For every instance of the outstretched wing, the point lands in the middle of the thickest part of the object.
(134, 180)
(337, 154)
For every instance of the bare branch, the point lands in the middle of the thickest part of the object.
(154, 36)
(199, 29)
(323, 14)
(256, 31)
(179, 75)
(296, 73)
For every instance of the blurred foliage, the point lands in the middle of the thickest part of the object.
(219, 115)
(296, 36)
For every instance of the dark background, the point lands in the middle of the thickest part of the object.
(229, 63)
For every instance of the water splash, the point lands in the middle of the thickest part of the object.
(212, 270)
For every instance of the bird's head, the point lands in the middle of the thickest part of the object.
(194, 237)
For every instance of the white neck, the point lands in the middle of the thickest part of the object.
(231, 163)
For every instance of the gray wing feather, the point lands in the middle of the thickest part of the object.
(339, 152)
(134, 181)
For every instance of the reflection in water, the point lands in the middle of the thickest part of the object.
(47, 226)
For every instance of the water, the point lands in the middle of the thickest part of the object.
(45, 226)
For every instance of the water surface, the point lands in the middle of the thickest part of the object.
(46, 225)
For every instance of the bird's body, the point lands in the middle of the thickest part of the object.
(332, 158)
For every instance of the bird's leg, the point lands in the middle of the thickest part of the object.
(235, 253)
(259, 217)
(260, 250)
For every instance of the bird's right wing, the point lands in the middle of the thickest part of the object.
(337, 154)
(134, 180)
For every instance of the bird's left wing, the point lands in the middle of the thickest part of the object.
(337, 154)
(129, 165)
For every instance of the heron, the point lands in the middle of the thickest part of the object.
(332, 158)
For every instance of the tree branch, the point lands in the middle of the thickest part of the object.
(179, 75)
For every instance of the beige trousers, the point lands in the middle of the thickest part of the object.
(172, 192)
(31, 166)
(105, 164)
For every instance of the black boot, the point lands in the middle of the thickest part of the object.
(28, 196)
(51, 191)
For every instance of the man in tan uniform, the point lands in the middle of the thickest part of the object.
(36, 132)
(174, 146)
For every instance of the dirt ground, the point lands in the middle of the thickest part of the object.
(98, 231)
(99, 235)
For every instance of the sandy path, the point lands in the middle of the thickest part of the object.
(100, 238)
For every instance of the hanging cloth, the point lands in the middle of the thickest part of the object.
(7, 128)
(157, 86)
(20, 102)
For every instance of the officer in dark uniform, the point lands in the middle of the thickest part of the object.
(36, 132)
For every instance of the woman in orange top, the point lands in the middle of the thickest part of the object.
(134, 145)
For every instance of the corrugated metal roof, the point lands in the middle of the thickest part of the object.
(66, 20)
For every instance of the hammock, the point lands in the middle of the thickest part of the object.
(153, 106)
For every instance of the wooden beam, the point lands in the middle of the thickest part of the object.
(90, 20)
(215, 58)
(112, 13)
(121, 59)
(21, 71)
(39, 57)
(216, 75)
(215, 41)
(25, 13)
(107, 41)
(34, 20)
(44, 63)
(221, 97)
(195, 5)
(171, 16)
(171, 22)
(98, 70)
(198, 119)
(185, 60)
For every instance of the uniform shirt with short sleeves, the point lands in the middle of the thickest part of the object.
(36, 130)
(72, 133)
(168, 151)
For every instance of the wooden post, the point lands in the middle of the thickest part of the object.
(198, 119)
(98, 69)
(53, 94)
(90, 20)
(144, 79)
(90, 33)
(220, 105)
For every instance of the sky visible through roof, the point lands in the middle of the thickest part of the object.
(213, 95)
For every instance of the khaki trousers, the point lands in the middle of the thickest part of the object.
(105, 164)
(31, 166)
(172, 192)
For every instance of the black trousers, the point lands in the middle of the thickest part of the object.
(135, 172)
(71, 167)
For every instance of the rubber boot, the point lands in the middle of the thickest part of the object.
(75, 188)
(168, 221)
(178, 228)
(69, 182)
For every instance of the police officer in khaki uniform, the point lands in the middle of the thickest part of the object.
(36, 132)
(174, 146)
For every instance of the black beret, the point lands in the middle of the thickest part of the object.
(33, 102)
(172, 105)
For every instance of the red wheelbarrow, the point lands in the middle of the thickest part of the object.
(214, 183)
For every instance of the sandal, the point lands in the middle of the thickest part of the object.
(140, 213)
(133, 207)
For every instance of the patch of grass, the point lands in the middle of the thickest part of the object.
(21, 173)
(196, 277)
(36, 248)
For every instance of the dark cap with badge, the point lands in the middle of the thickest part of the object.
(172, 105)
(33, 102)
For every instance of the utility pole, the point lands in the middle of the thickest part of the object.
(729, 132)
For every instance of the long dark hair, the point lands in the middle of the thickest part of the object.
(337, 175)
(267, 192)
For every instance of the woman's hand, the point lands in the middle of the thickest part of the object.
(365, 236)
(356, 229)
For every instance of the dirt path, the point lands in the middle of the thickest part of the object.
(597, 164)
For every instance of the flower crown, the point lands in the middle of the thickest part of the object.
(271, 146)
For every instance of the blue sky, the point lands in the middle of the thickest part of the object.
§
Work to be completed: Please write out these records again, substituting "widest part" for every "thickest part" and leaving everything else unchanged.

Task result:
For every instance of the outstretched wing, the point lands in the middle of the widest part of the object.
(134, 180)
(337, 154)
For every instance of the bare branch, the point lands in the middle of the widest part of the object.
(154, 36)
(199, 29)
(323, 14)
(256, 31)
(179, 75)
(296, 73)
For every instance of the blurred foliage, the point lands in the middle of the widest part of the object.
(219, 115)
(296, 36)
For every instance of the dark background, the point lands in the middle of the widest part of the object.
(229, 63)
For every instance of the water splash, the point lands in the middle of the widest part of the object.
(212, 270)
For every instance of the bird's head, the point lands in the middle of the widest part of the object.
(194, 237)
For every instance of the white neck, the point lands in the middle of the widest part of the object.
(231, 163)
For every instance of the gray wing feather, the point lands in the middle of the widest part of the object.
(339, 152)
(134, 181)
For every instance of the reflection in water, the point lands in the middle of the widest part of the object.
(47, 226)
For every instance of the water, the point lands in the middle of the widest part of the object.
(45, 226)
For every instance of the water surface, the point lands in the middle of the widest part of the object.
(46, 225)
For every instance of the bird's body, the point lands in the middle of the widest part of the object.
(332, 158)
For every instance of the bird's leg, the point lands in the middle of the widest part of the object.
(235, 253)
(259, 217)
(260, 250)
For every instance of the bird's right wing, the point lands in the middle of the widest part of the object.
(337, 154)
(134, 180)
For every instance of the bird's left wing, the point lands in the middle of the widest part of the object.
(337, 154)
(129, 165)
For every instance of the heron, the point lands in the middle of the widest part of the object.
(332, 158)
For every instance of the tree branch, the point lands in the middle of the widest part of the object.
(179, 75)
For every instance of the beige trousers, the point lands in the middle of the widest part of the object.
(172, 192)
(31, 166)
(105, 164)
For every instance of the black boot, the point lands in the middle of the widest part of the object.
(28, 196)
(51, 191)
For every instance of the man in tan uniform, the point lands in the middle of the widest part of the object.
(36, 132)
(174, 146)
For every instance of the dirt ground, the point lands in the middle of the widest part of the object.
(98, 231)
(99, 235)
For every instance of the sandy path, the point lands in the middle of the widest part of the object.
(100, 238)
For every instance of the hanging cloth, the point lands in the middle of the widest part of the object.
(7, 128)
(157, 86)
(20, 102)
For every instance of the officer in dark uniform, the point lands in the middle of the widest part of the object.
(36, 132)
For every instance of the woman in orange top, the point lands in the middle of the widest part of the object.
(134, 145)
For every instance of the corrugated metal roof, the point lands in the middle of the widest part of the object.
(66, 20)
For every instance of the hammock, the point lands in the middle of the widest part of the object.
(153, 106)
For every instance of the wooden beam, the point lands in the middle of the widest part of the object.
(90, 20)
(215, 58)
(112, 13)
(121, 59)
(21, 71)
(39, 57)
(216, 75)
(215, 41)
(25, 13)
(107, 41)
(34, 20)
(44, 63)
(221, 97)
(195, 5)
(171, 16)
(171, 22)
(98, 70)
(198, 119)
(185, 60)
For every instance of the uniform shirt with short sleeves, the point lands in the middle of the widest part of the object.
(36, 130)
(72, 133)
(168, 151)
For every instance of the wooden post, the point lands in the middle of the widest part of the object.
(198, 119)
(98, 69)
(53, 94)
(90, 20)
(144, 79)
(90, 33)
(220, 105)
For every instance of the sky visible through roof, the point lands in the middle of the widest part of the object.
(213, 95)
For every instance of the khaki trousers, the point lands in the middle of the widest part of the object.
(105, 164)
(31, 166)
(172, 192)
For every instance of the black trousers, the point lands in the middle of the widest part of the object.
(135, 172)
(71, 167)
For every instance of the rubber boot, the point lands in the middle of the widest part of the object.
(75, 188)
(168, 221)
(178, 228)
(69, 182)
For every instance of the police officer in khaki uniform, the point lands in the middle of the widest part of the object.
(36, 132)
(174, 146)
For every instance of the black beret, the point lands in the middle of the widest part of the object.
(33, 102)
(172, 105)
For every instance of the red wheelbarrow, the point lands in the middle of the widest part of the object.
(214, 183)
For every instance of the sandal, the point lands in the middle of the widest part of the object.
(140, 213)
(133, 207)
For every instance of the patch of grass, the point lands in the middle of the widest part of the object.
(21, 173)
(196, 277)
(36, 248)
For every instance of the dark cap with badge, the point lands in the middle of the widest part of the object.
(172, 105)
(33, 102)
For every instance of the utility pole, the point lands in the middle of the widest part of the object.
(729, 132)
For every instance of the long dark hair, the point lands in the middle of the widest part of the object.
(337, 175)
(267, 192)
For every instance of the woman's hand, the point lands in the middle of the widest part of the object.
(365, 236)
(356, 229)
For every instance of the dirt path, the point lands in the middle of the widest part of the object.
(597, 164)
For every instance of the flower crown, the point lands in the middle of the widest part of the object.
(271, 146)
For every instance of the blue sky, the point lands in the middle of the widest part of the object.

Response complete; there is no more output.